___ Available records ___

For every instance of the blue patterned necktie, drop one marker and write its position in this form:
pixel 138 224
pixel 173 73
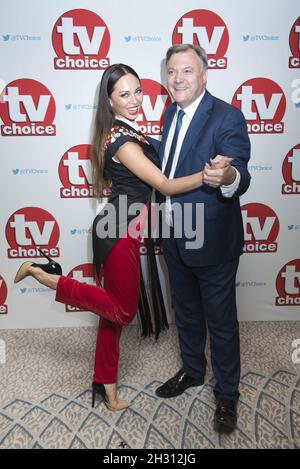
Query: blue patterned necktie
pixel 174 143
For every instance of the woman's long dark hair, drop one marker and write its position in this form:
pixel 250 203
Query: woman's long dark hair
pixel 104 122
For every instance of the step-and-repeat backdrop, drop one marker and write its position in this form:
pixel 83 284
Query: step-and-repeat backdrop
pixel 53 55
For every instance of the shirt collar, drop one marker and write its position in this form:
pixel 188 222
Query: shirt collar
pixel 132 124
pixel 191 109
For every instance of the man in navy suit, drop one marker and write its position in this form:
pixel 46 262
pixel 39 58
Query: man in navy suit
pixel 203 279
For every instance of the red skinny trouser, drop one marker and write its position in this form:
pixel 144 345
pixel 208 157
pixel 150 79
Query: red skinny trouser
pixel 116 304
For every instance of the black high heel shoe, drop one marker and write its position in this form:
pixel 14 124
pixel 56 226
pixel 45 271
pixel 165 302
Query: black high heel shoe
pixel 98 388
pixel 51 268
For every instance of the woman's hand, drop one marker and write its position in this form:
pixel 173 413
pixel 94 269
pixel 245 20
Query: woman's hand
pixel 219 172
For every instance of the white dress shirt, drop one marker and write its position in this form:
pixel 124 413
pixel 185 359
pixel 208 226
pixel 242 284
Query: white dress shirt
pixel 189 111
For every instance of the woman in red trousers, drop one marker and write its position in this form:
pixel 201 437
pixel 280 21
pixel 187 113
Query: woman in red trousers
pixel 124 157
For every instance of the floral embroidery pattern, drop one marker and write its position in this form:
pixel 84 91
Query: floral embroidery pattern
pixel 117 131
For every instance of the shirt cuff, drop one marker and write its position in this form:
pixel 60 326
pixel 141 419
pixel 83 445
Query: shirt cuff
pixel 228 191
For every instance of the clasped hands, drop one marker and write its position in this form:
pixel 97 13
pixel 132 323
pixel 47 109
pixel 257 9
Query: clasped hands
pixel 218 172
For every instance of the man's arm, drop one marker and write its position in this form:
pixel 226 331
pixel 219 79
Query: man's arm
pixel 233 141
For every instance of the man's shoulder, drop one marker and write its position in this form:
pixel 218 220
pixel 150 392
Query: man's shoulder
pixel 223 106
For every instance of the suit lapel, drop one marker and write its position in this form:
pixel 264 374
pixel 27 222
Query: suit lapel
pixel 167 125
pixel 195 128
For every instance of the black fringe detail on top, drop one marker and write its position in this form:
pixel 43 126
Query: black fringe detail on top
pixel 157 312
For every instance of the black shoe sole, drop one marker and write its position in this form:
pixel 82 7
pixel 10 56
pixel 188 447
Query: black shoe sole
pixel 166 396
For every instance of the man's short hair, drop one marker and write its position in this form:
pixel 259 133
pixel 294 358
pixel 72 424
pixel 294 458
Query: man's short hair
pixel 177 48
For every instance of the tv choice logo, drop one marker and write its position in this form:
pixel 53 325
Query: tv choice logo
pixel 81 41
pixel 294 60
pixel 295 97
pixel 3 296
pixel 291 172
pixel 207 29
pixel 263 104
pixel 75 173
pixel 157 245
pixel 27 108
pixel 29 228
pixel 155 102
pixel 288 284
pixel 84 273
pixel 261 228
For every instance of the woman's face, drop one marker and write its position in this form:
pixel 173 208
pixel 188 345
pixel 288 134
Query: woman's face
pixel 127 97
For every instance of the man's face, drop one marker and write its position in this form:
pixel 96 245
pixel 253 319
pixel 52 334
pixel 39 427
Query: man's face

___

Please return all of the records above word for word, leaving out the pictures.

▸ **In response**:
For every instance of the blue patterned necktie, drop one marker and write its position in this form:
pixel 138 224
pixel 173 73
Query: blue patterned necktie
pixel 174 143
For every instance of the woman's long dark hair, drop one marker and write its position in this form:
pixel 250 203
Query: woman's long dark hair
pixel 104 122
For every instance of the step-and-repeat backdrop, drop one marker and write its position in this form:
pixel 83 284
Query: step-and-repeat backdrop
pixel 53 55
For every instance of the shirt collar, drop one marker and write its position in this form:
pixel 188 222
Query: shirt collar
pixel 132 124
pixel 191 109
For every instance of the man in navy suit, drop one marker and write its position in this form:
pixel 46 262
pixel 39 58
Query: man in navy suit
pixel 203 279
For every instance of the red skinny trouser, drop one marker and write its position in this form:
pixel 144 345
pixel 208 157
pixel 150 79
Query: red skinny trouser
pixel 116 304
For every instance of the black high heel shoe, drop one marker and write its position in this form:
pixel 14 124
pixel 56 226
pixel 45 271
pixel 165 302
Query: black high heel shoe
pixel 98 388
pixel 51 268
For every instance of the woman's hand, drop one marker and write its position in this form:
pixel 173 413
pixel 94 269
pixel 245 20
Query: woman's hand
pixel 219 172
For every instance of the white dress shirt, drop one marker and write its position in this form:
pixel 124 413
pixel 185 359
pixel 208 226
pixel 242 284
Query: white dress shirt
pixel 189 111
For every instance of the woman in red trousers, drop one marker and write its position in this form:
pixel 201 437
pixel 280 21
pixel 187 113
Query: woman in red trousers
pixel 124 157
For every instance of the floral embroidery pattern, drop one marker and write its position in this form:
pixel 84 91
Query: floral embroidery pattern
pixel 117 131
For every instance of the shirt cuff, drop one marker and write its position in this form:
pixel 60 326
pixel 141 419
pixel 83 445
Query: shirt cuff
pixel 228 191
For every instance of the clasped hands, drop one marker and write its position in this form:
pixel 97 13
pixel 132 323
pixel 47 109
pixel 257 9
Query: clasped hands
pixel 218 172
For every instance of the man's arm, drop one marker and write its position in this form:
pixel 226 331
pixel 219 79
Query: man's arm
pixel 233 141
For every instance of the man's shoulder, drop one marker and write its position in this form:
pixel 218 220
pixel 150 392
Query: man's shoulder
pixel 223 106
For every instance of the suit lapel, drop one marker and write its position in this form:
pixel 264 374
pixel 27 222
Query: suit lapel
pixel 167 125
pixel 195 128
For every instance of the black fringe detail on top, drop one marker and write its position in this form:
pixel 43 126
Query: black fringe detail on top
pixel 157 312
For every instance of the black shoe sole, drop one marker and write its position in this form:
pixel 82 7
pixel 10 56
pixel 188 447
Query: black shoe sole
pixel 166 396
For every instance of the man's short hair, drop one marker and write its position in this form:
pixel 259 133
pixel 294 358
pixel 72 424
pixel 294 458
Query: man's short hair
pixel 177 48
For every instance of the tv choice logo, drop one marker and write its position in this form:
pixel 53 325
Query: tv choice logo
pixel 81 41
pixel 294 60
pixel 295 97
pixel 3 296
pixel 291 172
pixel 207 29
pixel 263 104
pixel 75 173
pixel 157 245
pixel 27 108
pixel 29 228
pixel 155 102
pixel 288 284
pixel 84 273
pixel 261 228
For every instance of the woman's face, drop one marker and write its position in this form:
pixel 173 208
pixel 188 345
pixel 288 134
Query: woman's face
pixel 127 97
For every instance of the man's face, drop one marker and write its position in this form:
pixel 96 245
pixel 253 319
pixel 52 334
pixel 39 427
Query: man's face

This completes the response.